***** Quoted text

[libvirt] [GSOC] project libvirt fuzzing

4 Mar 2017

On Sun, Mar 5, 2017 at 2:47 AM, Michal Privoznik <mprivozn@redhat.com>
wrote:

> On 04.03.2017 07:23, Da L wrote:
> > Dear all,
> >
>
> Hey,
>
> > This is my first post in the list.
>
> Very well. Welcome. It is always nice to see people interested in libvirt.
>
> Hi Michal,

Thank you very much for the explanation and encouragement.
I am so glad to join the community.

> >
> > I am currently a graduate student studying computer science, particularly
> > interested in visualization technologies and I have been using QEMU for a
> > variety of projects for a while. Two of the courses that I am taking this
> > semester really attracted me to the libvirt community  are Advanced
> > Operating Systems and Secure Software Development. I have been learning
> > kernel fuzzing as well as other general fuzzing tools.
> >
> > Then I found the topic of "QEMU command line generator XML fuzzing" is
> > pretty interesting and totally in line with my interest and background.
> > Though I have read through the documentations on the website, just to
> make
> > sure I am doing it correctly, could anyone confirm this project is still
> > available? And what I need to do next in order to participate the project
> > this summer? Do I need to find a mentor by myself? Potentially, I could
> > find my OS or Security professor as my mentor, but I am not sure yet
> which
> > would be the best way.
>
> Yes, the project is still on. It does not have a mentor assigned yet,
> but don't worry about that now - there is a lot of mentors around. For
> now, I can be your point of contact.
>
> So, just to explain you some details of the project: libvirt's format
> for storing domain configuration is XML. However, none of the
> hypervisors out there uses XML to describe domain configuration. For
> instance, in qemu it's all about the command line. You want this disk
> for you domain? You have to put it onto the command line. And so on.

**********

Carry on the libvirt fuzzing thread from its last sentence, keeping the same voice.

***** Material supplied

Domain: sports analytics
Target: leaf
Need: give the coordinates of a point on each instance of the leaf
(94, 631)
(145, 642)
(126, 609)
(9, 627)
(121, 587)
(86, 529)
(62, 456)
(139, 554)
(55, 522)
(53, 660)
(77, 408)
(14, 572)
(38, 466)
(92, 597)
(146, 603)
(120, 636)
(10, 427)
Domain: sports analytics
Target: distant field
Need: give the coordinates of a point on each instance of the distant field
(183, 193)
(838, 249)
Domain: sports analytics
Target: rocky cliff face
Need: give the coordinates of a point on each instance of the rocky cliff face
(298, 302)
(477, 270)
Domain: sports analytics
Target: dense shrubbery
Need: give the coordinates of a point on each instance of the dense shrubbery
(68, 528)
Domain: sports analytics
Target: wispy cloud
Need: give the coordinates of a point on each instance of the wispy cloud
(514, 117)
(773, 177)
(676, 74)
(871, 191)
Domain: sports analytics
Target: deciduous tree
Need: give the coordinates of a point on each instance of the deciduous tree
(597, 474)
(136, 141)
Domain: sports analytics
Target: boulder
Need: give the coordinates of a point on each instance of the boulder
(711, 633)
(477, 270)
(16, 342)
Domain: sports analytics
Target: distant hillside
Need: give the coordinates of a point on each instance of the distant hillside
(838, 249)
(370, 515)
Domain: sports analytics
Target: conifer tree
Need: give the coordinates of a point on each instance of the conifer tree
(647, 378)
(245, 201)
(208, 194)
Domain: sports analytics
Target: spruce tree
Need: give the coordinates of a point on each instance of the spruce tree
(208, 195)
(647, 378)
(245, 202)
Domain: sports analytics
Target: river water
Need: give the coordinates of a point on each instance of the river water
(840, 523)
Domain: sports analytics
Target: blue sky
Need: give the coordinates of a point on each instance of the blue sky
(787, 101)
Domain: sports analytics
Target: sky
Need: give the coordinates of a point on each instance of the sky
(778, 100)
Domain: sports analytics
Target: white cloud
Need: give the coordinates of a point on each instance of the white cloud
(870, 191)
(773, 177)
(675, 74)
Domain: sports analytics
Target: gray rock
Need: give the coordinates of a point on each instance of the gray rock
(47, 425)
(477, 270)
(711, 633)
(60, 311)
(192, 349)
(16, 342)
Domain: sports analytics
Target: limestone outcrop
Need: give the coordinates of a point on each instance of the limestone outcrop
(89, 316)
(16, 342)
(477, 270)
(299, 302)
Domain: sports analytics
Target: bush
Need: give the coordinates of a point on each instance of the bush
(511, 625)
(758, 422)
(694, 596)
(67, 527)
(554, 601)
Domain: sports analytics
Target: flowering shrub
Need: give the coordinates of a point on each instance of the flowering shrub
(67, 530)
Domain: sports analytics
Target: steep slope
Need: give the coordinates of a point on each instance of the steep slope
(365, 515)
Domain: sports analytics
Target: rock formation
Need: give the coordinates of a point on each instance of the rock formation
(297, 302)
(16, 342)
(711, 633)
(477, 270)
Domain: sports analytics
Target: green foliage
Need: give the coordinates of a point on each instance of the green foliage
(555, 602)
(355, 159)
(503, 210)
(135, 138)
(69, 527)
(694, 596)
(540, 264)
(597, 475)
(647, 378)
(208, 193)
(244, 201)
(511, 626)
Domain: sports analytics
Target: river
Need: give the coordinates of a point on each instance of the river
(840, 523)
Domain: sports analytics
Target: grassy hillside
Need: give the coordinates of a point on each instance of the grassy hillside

**********

• Answer to the exercise
> Therefore, in a very simplistic way, for qemu libvirt translates the XML
> into qemu command line language. Now, this process is very complex and
> sort of tricky. That's why we would like to generate "all" possible
> combinations of XML, let the command line generator crunch them and
> produce qemu command line. Well, that's not entirely true, because
> command line generator works over some internal representation of domain
> (not XML) that is produced by our XML parser:
>
> Please correct me if I am wrong about  my following understanding:
1. Regarding XML config file, one typical usage with libvirt could be:
    $ virsh define <domain_config_file.xml <http://your_xml_config_file.ml>>
2. I noticed in the source code of libvirt, there exist several files in
close relation
to xml, including src/util/virxml.{c,h}, which might be the target of this
project?
3. And libvirt also is compiled with libxml2.
4. Then in virt-xml-validate, which is a bash script,
  (in build/bin directory after make install) calling xmllint.

I have not been able to get round to figure out the relations of the above
pieces yet.
I spent some time to try to instrument and compile the executables with
AFL, but so
 far with no luck. (The idea is as simple as changing gcc in
Makefile/configure to afl-gcc).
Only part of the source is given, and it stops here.